╭──

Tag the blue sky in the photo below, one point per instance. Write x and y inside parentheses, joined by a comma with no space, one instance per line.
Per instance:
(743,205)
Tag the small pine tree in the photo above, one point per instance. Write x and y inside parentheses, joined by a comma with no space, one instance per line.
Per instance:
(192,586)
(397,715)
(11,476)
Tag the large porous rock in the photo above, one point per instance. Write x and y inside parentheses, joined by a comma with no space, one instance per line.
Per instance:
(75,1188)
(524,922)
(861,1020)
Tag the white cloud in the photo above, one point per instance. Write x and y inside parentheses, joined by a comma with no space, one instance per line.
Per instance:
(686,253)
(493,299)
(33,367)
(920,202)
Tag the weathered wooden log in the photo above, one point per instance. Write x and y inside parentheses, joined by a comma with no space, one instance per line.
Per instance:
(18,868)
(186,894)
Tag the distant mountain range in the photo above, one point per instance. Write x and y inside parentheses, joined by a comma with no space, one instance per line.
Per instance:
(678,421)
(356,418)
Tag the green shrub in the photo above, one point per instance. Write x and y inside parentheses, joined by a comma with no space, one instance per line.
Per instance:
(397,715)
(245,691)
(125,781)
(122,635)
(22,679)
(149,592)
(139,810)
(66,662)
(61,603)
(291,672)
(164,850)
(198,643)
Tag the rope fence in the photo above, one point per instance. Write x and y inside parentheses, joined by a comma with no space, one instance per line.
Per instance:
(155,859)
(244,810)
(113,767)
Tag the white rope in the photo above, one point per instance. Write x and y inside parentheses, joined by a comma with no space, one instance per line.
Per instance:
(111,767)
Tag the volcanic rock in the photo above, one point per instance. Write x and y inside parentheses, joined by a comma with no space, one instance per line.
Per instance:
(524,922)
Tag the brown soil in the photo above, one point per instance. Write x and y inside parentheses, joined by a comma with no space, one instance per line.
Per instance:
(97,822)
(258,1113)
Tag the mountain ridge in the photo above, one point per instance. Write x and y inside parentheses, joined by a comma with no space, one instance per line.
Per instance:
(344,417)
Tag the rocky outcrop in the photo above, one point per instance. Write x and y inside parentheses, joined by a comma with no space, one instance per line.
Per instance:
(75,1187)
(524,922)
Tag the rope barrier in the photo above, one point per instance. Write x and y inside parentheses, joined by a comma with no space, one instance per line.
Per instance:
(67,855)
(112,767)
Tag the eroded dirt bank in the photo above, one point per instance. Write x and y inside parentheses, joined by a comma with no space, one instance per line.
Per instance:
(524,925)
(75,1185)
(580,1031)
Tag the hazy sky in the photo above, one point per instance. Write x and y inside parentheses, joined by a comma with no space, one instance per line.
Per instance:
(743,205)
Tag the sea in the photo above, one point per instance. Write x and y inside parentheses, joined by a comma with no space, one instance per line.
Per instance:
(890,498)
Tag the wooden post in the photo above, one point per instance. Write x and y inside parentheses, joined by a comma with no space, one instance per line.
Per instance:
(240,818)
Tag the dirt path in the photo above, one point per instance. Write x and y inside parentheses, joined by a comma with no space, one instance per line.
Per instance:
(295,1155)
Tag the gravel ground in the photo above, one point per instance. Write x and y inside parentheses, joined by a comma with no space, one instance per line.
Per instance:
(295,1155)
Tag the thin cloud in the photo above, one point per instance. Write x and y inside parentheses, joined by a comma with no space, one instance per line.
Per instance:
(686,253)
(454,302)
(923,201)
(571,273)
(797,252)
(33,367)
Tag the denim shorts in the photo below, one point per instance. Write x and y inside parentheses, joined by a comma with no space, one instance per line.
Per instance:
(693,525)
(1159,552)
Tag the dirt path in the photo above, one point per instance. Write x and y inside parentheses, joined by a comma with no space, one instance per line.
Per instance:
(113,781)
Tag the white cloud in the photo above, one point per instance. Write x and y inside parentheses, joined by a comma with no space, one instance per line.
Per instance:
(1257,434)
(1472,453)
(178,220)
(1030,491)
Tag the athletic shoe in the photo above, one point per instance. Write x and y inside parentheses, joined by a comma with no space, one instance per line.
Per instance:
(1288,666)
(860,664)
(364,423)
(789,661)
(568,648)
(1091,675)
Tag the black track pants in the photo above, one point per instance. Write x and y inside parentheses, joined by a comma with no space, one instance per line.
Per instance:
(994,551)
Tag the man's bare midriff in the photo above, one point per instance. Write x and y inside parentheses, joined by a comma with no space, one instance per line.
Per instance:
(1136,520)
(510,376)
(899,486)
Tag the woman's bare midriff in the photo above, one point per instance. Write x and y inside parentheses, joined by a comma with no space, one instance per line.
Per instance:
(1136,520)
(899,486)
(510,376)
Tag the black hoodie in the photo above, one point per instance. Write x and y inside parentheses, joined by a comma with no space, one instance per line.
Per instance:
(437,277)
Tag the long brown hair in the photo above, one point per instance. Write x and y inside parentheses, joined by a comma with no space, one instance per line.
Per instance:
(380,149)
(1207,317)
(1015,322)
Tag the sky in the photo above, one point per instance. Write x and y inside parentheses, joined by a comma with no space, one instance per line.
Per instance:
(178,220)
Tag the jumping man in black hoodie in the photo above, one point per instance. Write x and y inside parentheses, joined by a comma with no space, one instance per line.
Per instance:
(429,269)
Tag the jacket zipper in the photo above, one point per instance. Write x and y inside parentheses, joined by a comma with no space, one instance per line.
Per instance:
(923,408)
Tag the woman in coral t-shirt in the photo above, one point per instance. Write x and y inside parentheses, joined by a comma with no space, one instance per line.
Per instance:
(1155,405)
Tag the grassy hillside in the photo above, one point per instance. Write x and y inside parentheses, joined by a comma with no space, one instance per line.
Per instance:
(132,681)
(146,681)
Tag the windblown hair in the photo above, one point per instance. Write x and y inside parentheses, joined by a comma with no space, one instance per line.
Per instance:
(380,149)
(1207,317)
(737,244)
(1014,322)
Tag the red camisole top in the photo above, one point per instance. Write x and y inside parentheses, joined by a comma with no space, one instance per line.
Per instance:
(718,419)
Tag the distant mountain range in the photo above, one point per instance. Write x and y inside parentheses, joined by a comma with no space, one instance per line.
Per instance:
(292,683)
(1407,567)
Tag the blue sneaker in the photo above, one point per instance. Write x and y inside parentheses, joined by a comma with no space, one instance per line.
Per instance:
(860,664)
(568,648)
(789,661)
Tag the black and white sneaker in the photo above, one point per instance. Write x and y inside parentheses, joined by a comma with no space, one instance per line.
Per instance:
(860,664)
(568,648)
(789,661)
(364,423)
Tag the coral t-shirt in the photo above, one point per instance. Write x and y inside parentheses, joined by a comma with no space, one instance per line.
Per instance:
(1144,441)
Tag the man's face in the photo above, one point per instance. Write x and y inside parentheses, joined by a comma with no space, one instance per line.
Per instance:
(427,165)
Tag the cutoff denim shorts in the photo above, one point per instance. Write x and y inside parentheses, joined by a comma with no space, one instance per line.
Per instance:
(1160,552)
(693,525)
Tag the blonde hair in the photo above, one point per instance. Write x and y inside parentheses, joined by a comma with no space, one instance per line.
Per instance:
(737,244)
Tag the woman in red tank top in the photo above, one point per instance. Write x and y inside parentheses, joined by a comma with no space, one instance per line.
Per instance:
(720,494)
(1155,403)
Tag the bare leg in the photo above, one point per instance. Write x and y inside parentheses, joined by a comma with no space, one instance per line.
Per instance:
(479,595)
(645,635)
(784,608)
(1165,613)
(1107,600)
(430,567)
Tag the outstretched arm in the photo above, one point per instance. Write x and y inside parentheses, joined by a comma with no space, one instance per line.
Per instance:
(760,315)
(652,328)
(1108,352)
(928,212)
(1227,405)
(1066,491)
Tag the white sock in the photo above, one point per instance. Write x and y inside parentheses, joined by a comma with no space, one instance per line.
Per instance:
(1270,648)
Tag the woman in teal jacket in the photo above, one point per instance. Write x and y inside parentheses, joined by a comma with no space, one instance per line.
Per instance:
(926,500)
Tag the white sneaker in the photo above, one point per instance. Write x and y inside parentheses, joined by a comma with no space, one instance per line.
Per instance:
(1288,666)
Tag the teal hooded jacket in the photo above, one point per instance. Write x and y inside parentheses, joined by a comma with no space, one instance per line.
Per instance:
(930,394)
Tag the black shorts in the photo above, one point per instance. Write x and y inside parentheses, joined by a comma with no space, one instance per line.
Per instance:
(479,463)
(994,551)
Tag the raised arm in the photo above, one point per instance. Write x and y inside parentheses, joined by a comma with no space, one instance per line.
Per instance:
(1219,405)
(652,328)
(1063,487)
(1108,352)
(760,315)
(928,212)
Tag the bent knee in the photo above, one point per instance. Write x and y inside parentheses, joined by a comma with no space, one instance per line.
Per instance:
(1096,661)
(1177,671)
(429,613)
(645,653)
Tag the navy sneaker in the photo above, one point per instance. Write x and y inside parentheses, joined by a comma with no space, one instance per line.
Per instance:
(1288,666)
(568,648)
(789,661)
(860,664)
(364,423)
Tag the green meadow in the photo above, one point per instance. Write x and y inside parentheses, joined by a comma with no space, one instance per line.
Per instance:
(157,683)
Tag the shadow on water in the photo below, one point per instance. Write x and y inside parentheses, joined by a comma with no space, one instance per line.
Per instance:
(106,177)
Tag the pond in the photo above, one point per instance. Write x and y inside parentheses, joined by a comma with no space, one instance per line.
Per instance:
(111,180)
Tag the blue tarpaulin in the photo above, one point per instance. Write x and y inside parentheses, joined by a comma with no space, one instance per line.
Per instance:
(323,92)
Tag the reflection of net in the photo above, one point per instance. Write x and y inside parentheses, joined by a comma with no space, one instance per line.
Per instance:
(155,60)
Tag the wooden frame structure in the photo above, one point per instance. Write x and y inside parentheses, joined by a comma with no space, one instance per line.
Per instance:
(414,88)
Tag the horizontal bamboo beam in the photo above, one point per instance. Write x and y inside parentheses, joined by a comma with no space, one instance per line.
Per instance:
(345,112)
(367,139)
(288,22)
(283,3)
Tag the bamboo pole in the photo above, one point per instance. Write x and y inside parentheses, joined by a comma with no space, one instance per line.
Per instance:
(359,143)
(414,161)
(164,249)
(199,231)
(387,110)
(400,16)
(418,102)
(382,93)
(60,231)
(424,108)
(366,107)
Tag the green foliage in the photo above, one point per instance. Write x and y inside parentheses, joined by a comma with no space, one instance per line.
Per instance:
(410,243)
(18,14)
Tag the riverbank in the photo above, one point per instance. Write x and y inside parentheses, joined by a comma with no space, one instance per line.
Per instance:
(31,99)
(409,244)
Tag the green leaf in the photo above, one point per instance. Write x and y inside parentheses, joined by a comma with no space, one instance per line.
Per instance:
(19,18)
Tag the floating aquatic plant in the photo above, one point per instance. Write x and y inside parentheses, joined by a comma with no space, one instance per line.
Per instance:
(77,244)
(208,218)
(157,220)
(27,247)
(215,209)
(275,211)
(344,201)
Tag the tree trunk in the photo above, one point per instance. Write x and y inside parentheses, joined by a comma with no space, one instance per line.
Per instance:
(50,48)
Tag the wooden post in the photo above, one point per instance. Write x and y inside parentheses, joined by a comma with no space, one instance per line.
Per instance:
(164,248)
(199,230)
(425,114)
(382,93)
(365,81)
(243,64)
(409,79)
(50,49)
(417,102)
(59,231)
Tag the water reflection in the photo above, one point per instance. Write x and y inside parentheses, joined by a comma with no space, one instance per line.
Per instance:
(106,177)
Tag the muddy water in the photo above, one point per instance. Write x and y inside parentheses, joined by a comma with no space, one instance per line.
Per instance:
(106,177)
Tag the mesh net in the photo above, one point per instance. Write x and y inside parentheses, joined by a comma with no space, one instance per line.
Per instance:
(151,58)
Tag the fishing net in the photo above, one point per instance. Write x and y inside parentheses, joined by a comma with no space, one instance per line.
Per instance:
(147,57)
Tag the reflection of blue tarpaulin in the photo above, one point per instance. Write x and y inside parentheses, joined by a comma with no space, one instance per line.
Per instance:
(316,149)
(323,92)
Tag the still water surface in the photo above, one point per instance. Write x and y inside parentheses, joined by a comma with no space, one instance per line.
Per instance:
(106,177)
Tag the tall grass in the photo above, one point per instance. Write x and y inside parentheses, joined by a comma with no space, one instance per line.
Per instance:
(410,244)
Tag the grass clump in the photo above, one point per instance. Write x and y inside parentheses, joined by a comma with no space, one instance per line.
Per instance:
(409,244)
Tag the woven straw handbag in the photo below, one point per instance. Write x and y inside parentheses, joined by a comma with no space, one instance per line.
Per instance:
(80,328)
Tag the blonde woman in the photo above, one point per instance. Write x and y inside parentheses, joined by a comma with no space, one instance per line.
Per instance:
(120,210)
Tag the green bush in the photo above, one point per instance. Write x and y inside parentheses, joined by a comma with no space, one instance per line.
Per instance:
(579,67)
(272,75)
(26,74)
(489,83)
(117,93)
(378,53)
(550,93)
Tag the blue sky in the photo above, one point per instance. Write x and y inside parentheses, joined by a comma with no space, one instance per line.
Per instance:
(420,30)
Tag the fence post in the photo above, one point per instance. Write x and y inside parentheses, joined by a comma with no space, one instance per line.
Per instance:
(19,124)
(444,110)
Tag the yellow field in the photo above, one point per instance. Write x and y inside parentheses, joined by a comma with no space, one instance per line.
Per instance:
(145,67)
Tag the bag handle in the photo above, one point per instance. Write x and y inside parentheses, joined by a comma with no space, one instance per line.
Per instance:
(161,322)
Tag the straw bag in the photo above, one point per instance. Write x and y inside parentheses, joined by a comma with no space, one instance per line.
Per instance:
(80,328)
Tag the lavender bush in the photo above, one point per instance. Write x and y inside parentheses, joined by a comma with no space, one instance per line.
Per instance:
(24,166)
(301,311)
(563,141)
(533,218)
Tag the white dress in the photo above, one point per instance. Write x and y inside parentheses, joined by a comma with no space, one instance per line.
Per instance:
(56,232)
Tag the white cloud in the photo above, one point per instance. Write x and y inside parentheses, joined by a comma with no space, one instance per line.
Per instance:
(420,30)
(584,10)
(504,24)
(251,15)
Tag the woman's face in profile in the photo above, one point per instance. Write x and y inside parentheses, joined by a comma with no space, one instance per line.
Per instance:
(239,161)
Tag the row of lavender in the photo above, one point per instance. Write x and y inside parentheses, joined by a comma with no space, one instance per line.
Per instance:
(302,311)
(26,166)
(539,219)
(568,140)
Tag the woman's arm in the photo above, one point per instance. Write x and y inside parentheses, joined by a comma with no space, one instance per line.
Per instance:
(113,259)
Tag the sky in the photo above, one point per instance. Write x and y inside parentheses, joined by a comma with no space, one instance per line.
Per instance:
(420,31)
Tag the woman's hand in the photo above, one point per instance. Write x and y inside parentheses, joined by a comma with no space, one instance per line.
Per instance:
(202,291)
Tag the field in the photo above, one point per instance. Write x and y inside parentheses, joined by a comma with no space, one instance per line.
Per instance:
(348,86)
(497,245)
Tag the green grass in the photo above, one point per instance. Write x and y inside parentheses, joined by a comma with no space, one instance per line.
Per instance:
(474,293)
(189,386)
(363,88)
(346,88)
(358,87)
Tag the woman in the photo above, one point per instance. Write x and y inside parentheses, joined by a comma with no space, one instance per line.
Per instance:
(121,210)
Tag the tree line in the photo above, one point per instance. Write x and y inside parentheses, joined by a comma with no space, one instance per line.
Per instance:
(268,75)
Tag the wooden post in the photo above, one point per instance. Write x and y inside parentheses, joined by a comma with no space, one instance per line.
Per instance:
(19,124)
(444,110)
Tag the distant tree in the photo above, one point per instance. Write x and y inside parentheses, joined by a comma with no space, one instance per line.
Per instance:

╰──

Return the line that contains "Tag the woman's face" and all lines after it, verbatim, and nothing else.

SOLUTION:
Tag the woman's face in profile in the photo above, one point per instance. Write x and y inside parentheses, joined by a comma with no space, one instance per line.
Per instance:
(239,161)
Tag the row of lavender in the photo above, one point per instance. Write x and y inside parentheses, joined by a comma with no space, one instance per line.
Per instance:
(302,311)
(26,166)
(539,219)
(568,140)
Tag the woman's arm in the photo above, one point per instance. Write x and y inside parentheses, joined by a comma with no space, one instance per line.
Per instance:
(113,259)
Tag the sky in the photo above, one point per instance. Write x and y inside parentheses, joined by a comma with no space, one instance per line.
Per instance:
(420,31)
Tag the woman's hand in the photo above, one point per instance. Write x and y inside parentheses, joined by a comma with no space, one instance per line.
Per instance:
(202,291)
Tag the field in the photo above, one point per instance. Write x and y inside parentheses, joined by a comma with no space, one instance per line.
Per instance:
(348,86)
(497,245)
Tag the green grass in the photo above, one point per instance. Write x and y inside parentheses, joined by a comma with no space, one instance per line.
Per instance:
(474,293)
(189,386)
(363,88)
(346,88)
(358,87)
Tag the woman in the photo above, one point per instance. Write x and y inside parentheses, joined by a comma with no space, one instance per line.
Per instance:
(121,210)
Tag the tree line in the photo above, one point per instance. Write x and y inside parentheses, joined by a comma with no space, one instance per line.
Per instance:
(268,75)
Tag the wooden post in the photo above, one point per instance. Write x and y inside parentheses, joined by a comma with no space, one instance per line.
Per instance:
(19,124)
(444,110)
Tag the distant tree in the photo above, one point per instance. Write x and y inside parentheses, joined by a comma with no space, one instance per line.
Per instance:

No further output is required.